Tarefas:
1. Relacione todas as instituições ou organizações citadas no trecho sobre as emissões das usinas de etanol.
2. Filtre as entradas, copiando toda linha em que apareça a palavra "board".

Texto selecionado:
=-=-=-=-=

A usina média de etanol produziu 1.187 toneladas de CO2 por milhão de galões de capacidade de combustível em 2020, o último ano em que os dados estão disponíveis. A refinaria de petróleo média, por outro lado, produziu 533 toneladas de carbono.

As altas emissões das usinas de etanol resultam, em parte, de um histórico de regulamentação federal favorável à indústria que permitiu que quase todos os processadores evitassem o principal requisito ambiental da lei de 2007, o Renewable Fuel Standard (RFS), de acordo com acadêmicos que estudaram a poluição no segmento de etanol e documentos regulatórios examinados pela Reuters.

A regra exige que os processadores individuais de etanol demonstrem que seus combustíveis resultam em emissões de carbono mais baixas do que a gasolina. A Agência de Proteção Ambiental (EPA) é encarregada de redigir os regulamentos para cumprir as metas estabelecidas pelo Congresso. Para os processadores, isso se traduz em uma exigência da EPA de que as plantas usem certos processos de controle de emissões que a agência assume que resultarão em emissões inferiores às da gasolina.

=-=-=-=-=

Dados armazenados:
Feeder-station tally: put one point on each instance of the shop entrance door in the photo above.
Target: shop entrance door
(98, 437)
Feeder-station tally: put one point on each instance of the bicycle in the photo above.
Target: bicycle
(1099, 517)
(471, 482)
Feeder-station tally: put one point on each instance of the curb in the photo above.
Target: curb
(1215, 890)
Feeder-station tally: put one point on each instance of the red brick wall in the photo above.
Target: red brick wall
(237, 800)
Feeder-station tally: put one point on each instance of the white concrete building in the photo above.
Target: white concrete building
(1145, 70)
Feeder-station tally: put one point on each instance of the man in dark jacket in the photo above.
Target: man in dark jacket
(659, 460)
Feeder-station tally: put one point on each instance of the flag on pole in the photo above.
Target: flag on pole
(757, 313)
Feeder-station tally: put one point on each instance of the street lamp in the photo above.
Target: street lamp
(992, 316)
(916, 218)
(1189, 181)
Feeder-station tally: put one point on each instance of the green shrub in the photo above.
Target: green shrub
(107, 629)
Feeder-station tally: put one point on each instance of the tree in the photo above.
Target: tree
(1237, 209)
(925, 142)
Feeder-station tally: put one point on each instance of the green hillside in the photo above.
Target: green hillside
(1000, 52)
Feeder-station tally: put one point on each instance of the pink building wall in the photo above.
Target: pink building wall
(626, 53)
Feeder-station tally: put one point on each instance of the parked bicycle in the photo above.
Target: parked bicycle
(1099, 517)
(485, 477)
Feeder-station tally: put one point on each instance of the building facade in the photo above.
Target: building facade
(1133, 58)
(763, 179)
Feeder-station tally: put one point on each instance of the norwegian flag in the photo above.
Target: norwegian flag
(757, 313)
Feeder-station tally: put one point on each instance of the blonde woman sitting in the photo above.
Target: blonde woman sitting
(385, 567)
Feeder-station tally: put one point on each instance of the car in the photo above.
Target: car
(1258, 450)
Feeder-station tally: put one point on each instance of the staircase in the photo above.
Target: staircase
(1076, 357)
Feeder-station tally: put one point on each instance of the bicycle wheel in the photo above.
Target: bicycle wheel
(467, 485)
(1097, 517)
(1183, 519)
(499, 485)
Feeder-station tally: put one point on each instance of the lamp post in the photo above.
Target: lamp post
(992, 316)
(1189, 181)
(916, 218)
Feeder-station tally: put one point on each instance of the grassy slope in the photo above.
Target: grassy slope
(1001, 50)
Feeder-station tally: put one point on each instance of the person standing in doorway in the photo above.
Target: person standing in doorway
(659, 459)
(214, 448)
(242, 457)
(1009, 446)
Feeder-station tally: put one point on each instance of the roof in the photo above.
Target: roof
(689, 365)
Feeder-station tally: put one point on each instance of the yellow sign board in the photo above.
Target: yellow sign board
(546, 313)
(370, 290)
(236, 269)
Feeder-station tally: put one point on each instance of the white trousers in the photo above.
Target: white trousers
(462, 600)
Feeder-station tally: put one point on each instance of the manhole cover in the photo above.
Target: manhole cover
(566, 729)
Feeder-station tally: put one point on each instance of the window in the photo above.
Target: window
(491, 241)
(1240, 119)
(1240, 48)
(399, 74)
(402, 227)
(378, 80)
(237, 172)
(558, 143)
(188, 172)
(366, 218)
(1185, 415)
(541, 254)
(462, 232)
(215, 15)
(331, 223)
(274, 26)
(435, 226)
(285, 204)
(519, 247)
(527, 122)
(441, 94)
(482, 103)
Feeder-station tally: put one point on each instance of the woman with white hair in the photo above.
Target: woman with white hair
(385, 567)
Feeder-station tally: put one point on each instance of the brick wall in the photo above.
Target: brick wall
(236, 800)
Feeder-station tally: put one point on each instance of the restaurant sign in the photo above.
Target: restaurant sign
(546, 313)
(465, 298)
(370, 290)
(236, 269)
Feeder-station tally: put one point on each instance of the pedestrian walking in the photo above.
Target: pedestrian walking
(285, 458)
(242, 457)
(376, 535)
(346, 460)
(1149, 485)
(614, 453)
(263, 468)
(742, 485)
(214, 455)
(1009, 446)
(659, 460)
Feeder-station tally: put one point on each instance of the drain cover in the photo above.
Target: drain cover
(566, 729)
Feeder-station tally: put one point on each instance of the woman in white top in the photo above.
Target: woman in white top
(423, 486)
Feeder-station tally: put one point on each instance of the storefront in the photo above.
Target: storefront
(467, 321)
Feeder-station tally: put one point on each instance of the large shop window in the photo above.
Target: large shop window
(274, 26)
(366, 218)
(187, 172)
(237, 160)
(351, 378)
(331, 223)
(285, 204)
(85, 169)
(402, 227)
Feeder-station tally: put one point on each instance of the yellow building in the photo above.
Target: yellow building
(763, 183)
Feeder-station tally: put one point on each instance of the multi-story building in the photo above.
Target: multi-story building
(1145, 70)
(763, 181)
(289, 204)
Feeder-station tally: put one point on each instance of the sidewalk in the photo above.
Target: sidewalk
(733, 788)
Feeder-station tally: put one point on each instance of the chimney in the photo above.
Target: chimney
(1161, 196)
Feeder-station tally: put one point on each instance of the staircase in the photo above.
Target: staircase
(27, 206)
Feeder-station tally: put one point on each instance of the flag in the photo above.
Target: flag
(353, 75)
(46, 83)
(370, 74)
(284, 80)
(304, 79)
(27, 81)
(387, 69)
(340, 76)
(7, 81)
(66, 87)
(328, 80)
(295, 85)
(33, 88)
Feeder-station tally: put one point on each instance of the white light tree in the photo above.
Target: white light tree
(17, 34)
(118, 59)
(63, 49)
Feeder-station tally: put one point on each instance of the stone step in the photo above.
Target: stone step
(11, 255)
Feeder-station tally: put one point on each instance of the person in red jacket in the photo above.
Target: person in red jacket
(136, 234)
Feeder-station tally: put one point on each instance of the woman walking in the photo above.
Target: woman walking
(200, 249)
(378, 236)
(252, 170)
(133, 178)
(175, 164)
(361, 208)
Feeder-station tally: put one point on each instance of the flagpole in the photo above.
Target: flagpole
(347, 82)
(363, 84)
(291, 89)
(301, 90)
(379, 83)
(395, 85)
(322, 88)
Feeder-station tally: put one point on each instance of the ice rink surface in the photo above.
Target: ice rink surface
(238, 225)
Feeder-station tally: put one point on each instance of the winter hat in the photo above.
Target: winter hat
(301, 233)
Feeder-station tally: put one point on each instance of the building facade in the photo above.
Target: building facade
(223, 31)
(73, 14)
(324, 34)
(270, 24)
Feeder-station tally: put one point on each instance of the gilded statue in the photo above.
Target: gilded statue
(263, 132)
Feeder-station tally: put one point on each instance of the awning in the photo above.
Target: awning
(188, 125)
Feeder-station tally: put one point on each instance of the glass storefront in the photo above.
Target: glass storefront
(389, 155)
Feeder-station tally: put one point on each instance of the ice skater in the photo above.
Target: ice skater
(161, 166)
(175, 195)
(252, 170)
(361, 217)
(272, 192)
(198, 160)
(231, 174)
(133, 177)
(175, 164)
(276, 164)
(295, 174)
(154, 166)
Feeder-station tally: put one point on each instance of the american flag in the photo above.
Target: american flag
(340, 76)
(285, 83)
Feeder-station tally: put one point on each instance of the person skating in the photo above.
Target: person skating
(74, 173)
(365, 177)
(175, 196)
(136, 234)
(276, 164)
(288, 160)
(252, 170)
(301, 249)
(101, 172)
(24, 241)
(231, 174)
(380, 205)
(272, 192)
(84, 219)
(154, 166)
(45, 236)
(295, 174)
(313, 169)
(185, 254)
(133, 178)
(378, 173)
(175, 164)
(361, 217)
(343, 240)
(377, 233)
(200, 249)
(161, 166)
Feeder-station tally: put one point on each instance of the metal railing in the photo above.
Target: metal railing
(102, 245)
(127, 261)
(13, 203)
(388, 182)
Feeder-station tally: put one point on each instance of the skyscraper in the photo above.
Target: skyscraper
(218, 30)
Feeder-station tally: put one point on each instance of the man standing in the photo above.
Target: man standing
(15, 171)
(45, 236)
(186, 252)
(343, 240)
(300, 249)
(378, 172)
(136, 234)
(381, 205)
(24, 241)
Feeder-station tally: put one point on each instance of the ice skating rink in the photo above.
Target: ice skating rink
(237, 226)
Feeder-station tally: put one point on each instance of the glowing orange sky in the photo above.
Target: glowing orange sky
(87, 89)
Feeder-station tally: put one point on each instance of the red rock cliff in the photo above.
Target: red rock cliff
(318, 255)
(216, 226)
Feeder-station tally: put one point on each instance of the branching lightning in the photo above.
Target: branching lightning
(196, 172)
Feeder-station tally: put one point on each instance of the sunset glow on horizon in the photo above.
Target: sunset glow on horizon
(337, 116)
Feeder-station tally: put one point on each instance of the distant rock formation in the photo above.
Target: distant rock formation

=-=-=-=-=

Respostas esperadas:
1. Reuters; Agência de Proteção Ambiental (EPA); Congresso

2.
Feeder-station tally: put one point on each instance of the yellow sign board in the photo above.
Target: yellow sign board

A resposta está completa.